**Task to complete:** Among the records that follow, set down only the lines from the one containing "find white ceramic bowl" to the one containing "find woman's fingers", both included, exactly.

**Material provided:**

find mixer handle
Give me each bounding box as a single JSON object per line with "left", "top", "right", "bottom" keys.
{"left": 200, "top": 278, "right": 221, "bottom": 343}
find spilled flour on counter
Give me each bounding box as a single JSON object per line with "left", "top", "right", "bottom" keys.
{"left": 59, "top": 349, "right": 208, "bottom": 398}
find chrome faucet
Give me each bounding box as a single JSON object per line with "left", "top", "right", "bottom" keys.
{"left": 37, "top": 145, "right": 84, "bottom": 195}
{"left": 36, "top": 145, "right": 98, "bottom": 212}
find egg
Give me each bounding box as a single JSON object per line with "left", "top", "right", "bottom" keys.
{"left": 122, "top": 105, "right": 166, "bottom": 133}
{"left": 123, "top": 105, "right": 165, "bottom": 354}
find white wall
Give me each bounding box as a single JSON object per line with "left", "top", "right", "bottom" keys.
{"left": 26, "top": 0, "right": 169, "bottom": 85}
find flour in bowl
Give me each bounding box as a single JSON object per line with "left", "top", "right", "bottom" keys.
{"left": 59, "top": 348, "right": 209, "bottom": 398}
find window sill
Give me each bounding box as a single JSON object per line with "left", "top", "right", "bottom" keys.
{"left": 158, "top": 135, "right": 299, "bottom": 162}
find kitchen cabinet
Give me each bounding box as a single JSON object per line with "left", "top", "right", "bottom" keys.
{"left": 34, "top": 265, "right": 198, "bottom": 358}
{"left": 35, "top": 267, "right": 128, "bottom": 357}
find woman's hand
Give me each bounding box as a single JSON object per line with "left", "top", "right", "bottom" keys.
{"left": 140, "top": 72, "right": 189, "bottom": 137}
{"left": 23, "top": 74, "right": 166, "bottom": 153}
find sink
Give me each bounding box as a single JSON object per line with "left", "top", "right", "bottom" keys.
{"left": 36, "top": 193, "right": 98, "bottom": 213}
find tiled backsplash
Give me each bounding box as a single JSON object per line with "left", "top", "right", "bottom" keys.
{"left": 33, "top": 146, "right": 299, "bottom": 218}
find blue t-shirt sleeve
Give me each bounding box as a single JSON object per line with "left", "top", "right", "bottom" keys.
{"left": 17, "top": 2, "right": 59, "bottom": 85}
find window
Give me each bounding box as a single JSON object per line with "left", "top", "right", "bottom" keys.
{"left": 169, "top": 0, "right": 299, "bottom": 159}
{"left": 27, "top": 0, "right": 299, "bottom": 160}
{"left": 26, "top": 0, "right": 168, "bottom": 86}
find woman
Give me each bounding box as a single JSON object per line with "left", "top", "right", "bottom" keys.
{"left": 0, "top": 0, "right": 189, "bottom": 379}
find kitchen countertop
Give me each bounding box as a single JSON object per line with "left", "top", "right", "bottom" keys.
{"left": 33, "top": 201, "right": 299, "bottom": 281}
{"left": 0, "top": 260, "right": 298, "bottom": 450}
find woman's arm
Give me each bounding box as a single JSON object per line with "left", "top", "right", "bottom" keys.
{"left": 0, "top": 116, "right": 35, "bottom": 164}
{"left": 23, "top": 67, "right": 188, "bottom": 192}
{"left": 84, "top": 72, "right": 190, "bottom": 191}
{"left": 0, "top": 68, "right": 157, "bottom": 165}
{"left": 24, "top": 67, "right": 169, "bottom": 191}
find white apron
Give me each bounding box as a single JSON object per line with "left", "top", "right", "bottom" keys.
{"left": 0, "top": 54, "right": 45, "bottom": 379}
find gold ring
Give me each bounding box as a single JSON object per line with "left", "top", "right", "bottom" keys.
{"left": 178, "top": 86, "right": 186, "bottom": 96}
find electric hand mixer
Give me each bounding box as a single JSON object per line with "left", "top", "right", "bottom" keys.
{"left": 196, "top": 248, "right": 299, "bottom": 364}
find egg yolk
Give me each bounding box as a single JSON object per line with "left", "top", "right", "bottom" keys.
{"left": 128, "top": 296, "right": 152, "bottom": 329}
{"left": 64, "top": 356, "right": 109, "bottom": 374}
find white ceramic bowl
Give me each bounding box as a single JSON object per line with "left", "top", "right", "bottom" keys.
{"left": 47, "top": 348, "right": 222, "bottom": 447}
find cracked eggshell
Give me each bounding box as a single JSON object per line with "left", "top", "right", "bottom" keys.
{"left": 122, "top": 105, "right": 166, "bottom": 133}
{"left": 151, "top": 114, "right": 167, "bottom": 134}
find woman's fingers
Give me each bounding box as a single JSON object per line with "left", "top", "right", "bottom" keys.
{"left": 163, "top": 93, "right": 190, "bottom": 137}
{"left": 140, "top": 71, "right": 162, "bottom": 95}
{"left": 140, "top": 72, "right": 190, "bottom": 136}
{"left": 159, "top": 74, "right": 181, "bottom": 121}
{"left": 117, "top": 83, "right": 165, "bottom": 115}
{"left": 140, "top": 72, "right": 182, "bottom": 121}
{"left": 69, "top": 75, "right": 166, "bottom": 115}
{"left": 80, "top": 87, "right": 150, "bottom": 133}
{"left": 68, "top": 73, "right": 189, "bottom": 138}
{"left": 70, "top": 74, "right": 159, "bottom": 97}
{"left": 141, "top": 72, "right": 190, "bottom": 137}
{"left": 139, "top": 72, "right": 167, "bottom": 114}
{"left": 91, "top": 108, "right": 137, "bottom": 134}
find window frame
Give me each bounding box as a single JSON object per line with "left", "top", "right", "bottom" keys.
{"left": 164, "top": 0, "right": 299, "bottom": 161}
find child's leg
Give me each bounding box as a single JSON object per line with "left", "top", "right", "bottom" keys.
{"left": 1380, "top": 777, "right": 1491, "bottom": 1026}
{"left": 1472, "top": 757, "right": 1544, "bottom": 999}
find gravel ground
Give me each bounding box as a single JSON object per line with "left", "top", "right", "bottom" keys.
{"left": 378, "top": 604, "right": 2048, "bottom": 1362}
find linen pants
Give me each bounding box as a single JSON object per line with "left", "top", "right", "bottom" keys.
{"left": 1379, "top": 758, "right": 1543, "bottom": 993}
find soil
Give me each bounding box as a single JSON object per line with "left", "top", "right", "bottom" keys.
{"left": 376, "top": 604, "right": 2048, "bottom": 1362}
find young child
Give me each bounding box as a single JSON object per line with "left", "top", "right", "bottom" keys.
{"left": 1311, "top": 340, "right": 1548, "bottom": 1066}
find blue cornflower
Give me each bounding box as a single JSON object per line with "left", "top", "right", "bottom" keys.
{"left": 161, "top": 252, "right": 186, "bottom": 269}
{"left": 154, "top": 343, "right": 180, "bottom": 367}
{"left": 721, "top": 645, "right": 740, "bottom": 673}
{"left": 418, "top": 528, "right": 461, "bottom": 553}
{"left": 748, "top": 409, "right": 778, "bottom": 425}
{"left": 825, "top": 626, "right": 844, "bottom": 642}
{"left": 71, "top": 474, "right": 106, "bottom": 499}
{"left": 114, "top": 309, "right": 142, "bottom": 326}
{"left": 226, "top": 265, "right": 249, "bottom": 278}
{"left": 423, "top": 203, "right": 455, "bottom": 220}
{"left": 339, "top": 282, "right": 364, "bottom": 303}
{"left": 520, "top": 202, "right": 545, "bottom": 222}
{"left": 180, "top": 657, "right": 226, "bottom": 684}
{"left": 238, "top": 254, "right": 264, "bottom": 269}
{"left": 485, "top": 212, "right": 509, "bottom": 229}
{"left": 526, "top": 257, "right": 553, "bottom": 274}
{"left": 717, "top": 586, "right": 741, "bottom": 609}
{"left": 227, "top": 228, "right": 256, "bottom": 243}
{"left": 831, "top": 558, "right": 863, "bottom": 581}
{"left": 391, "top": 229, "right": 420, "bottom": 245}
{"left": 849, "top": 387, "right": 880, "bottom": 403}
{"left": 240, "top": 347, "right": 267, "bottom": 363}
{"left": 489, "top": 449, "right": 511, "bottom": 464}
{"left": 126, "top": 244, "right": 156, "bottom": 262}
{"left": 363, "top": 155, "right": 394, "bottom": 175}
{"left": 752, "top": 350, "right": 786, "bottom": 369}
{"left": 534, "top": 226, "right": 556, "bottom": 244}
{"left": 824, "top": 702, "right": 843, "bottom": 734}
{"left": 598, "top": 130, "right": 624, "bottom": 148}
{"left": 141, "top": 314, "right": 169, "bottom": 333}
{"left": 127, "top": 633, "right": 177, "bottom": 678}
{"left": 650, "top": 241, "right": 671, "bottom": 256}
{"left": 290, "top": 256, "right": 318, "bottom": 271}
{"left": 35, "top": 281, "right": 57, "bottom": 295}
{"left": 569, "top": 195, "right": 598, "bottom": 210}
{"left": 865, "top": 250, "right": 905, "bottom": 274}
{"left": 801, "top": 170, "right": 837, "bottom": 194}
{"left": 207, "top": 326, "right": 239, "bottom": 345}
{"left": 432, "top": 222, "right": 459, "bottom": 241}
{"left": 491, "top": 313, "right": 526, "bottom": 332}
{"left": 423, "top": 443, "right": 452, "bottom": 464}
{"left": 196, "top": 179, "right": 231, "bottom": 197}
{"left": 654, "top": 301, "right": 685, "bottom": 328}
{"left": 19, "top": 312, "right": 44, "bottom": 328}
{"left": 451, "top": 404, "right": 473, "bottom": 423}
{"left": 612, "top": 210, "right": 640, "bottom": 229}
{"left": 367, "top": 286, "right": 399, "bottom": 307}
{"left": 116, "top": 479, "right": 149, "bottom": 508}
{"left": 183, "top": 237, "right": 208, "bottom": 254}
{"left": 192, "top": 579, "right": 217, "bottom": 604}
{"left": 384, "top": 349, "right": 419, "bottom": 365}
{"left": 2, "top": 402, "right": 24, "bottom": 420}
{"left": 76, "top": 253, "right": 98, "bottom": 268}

**Your solution:**
find white ceramic bowl
Give me each bounding box as a single JSON object per line with "left", "top", "right", "bottom" keys.
{"left": 47, "top": 348, "right": 222, "bottom": 447}
find cracked eggshell
Give me each bounding box as a single JSON object per line with "left", "top", "right", "bottom" keys.
{"left": 122, "top": 105, "right": 166, "bottom": 133}
{"left": 151, "top": 114, "right": 167, "bottom": 134}
find woman's fingers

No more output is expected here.